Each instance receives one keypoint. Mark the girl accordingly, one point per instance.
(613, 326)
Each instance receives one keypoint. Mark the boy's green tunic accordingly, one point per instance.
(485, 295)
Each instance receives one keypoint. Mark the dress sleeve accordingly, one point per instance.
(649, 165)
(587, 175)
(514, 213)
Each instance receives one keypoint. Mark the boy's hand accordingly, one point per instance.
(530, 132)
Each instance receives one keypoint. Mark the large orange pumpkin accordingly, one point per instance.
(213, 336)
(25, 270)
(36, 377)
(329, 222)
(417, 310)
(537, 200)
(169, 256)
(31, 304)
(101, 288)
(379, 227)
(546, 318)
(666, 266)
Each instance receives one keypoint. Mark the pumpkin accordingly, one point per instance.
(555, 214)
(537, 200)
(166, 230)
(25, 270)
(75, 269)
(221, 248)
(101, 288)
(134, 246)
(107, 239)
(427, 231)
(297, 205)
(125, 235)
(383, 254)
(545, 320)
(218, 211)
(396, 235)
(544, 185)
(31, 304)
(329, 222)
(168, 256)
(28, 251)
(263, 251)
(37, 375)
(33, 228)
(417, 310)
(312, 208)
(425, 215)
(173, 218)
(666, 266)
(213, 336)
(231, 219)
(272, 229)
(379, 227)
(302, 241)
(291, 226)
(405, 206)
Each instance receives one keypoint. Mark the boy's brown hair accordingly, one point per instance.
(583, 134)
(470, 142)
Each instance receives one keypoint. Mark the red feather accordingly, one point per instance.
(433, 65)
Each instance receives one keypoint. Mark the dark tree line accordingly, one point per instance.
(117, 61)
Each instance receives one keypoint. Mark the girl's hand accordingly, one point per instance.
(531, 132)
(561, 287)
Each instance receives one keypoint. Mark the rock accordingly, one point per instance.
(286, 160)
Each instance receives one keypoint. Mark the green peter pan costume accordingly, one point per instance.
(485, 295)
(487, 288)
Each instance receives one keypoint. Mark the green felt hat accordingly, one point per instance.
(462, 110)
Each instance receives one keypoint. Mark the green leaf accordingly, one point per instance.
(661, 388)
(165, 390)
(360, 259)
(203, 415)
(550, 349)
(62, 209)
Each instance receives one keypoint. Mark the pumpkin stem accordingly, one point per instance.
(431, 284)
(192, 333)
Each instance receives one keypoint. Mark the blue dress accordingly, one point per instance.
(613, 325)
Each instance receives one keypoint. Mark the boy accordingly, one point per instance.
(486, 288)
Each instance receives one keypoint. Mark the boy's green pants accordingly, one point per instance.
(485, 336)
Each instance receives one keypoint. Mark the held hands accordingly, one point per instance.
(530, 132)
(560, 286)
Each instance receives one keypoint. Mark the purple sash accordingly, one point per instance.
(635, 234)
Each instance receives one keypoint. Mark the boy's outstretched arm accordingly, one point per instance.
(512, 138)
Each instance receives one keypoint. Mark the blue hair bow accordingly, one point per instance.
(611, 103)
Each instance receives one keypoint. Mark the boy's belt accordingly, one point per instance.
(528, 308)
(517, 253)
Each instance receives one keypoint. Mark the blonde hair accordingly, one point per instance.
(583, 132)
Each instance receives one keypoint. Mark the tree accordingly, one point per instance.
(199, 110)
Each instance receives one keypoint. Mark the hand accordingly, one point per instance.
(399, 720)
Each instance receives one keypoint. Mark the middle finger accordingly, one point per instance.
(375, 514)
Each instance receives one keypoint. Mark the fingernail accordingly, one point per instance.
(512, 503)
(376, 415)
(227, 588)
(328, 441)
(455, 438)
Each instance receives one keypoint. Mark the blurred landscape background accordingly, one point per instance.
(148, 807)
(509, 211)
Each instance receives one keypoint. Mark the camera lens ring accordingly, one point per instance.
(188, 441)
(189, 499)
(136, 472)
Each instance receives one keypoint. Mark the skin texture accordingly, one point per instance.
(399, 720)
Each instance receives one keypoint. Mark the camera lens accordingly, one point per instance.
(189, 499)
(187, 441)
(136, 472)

-.-.-

● **Instructions for the task**: Quote each line of the listing above exactly.

● **Finished answer**:
Each instance receives one keypoint. Mark the girl accordingly, one point per instance.
(613, 326)
Each instance receives one keypoint. Mark the boy's green tunic accordingly, one point per instance.
(485, 295)
Each instance receives one keypoint. Mark the dress sleeve accordingly, one point per instance.
(649, 165)
(587, 175)
(514, 213)
Each instance receives one keypoint. Mark the boy's hand accordingly, one point per instance.
(530, 132)
Each instance receives one keypoint. Mark the large orange pumpkin accordingly, one point per instance.
(213, 336)
(25, 270)
(36, 377)
(329, 222)
(417, 310)
(537, 200)
(169, 256)
(31, 304)
(101, 288)
(379, 227)
(546, 318)
(666, 266)
Each instance receives one keypoint. Mark the pumpkin accordingly, one point per instance.
(555, 214)
(537, 200)
(166, 230)
(25, 270)
(75, 269)
(221, 248)
(101, 288)
(134, 246)
(107, 239)
(427, 231)
(297, 205)
(125, 235)
(383, 254)
(545, 320)
(218, 211)
(396, 235)
(544, 185)
(31, 304)
(329, 222)
(168, 256)
(28, 251)
(263, 251)
(37, 375)
(33, 228)
(417, 310)
(312, 208)
(425, 215)
(173, 218)
(666, 266)
(213, 336)
(231, 219)
(272, 229)
(379, 227)
(302, 241)
(291, 226)
(405, 206)
Each instance receives one keypoint. Mark the boy's brown hair accordingly, one point per instance.
(583, 134)
(470, 142)
Each instance receives one keypoint. Mark the red feather accordingly, one point per instance.
(433, 65)
Each instance receives one keypoint. Mark the dark tree line accordingly, one point per instance.
(117, 61)
Each instance receives one keypoint. Mark the girl's hand accordingly, one point per instance.
(531, 132)
(561, 287)
Each instance receives one keypoint. Mark the rock accordingly, one point per instance.
(286, 160)
Each instance receives one keypoint. Mark the green peter pan costume accordingly, one point per instance.
(485, 295)
(487, 288)
Each instance receives one keypoint. Mark the green felt hat accordingly, one point per instance.
(462, 110)
Each instance receives one keypoint. Mark the green leaf accordingly, one point per instance.
(661, 388)
(165, 390)
(360, 259)
(203, 415)
(550, 349)
(62, 209)
Each instance receives one keypoint. Mark the pumpkin stem accordingly, one point per instance.
(431, 284)
(192, 333)
Each instance receives one keypoint. Mark the blue dress accordingly, one point per instance.
(613, 325)
Each instance receives one keypoint. Mark the boy accordingly, one point per instance.
(486, 288)
Each instance receives one keypoint. Mark the boy's green pants accordingly, one point per instance.
(485, 336)
Each instance receives one keypoint. Mark the held hands accordingly, one point per instance.
(530, 132)
(560, 286)
Each instance receives one keypoint. Mark the purple sash accordingly, one point per instance.
(635, 234)
Each instance receives one keypoint. Mark the boy's outstretched arm accordingly, one point per instance.
(512, 138)
Each instance receives one keypoint. Mark the blue hair bow accordingly, one point per instance.
(611, 103)
Each instance receives one keypoint. Mark the boy's belt accordingly, one point per instance.
(528, 308)
(517, 253)
Each instance receives one keypoint. Mark the blonde hair accordingly, one point per instance.
(583, 132)
Each instance receives one keypoint. Mark the tree accordingly, one point per instance.
(199, 110)
Each instance receives one keypoint. Mark the hand accordingly, one point per instance.
(399, 720)
Each instance receives one keypoint. Mark the middle finger accordingly, one point per instance.
(375, 514)
Each instance receives one keypoint. Mark the fingernail accordingly, one point per instance.
(512, 503)
(376, 415)
(227, 588)
(328, 441)
(455, 438)
Each instance receives one keypoint. Mark the blurred landscape background accordingly, one point per instance.
(148, 807)
(509, 211)
Each instance receives one keypoint. Mark the camera lens ring accordingly, one point per instance.
(188, 441)
(189, 499)
(136, 472)
Each instance receives one keypoint. Mark the skin texture accordingly, one point per instance.
(399, 720)
Each instance receives one keypoint. Mark the camera lens accordingly, one point per instance.
(189, 499)
(187, 441)
(136, 472)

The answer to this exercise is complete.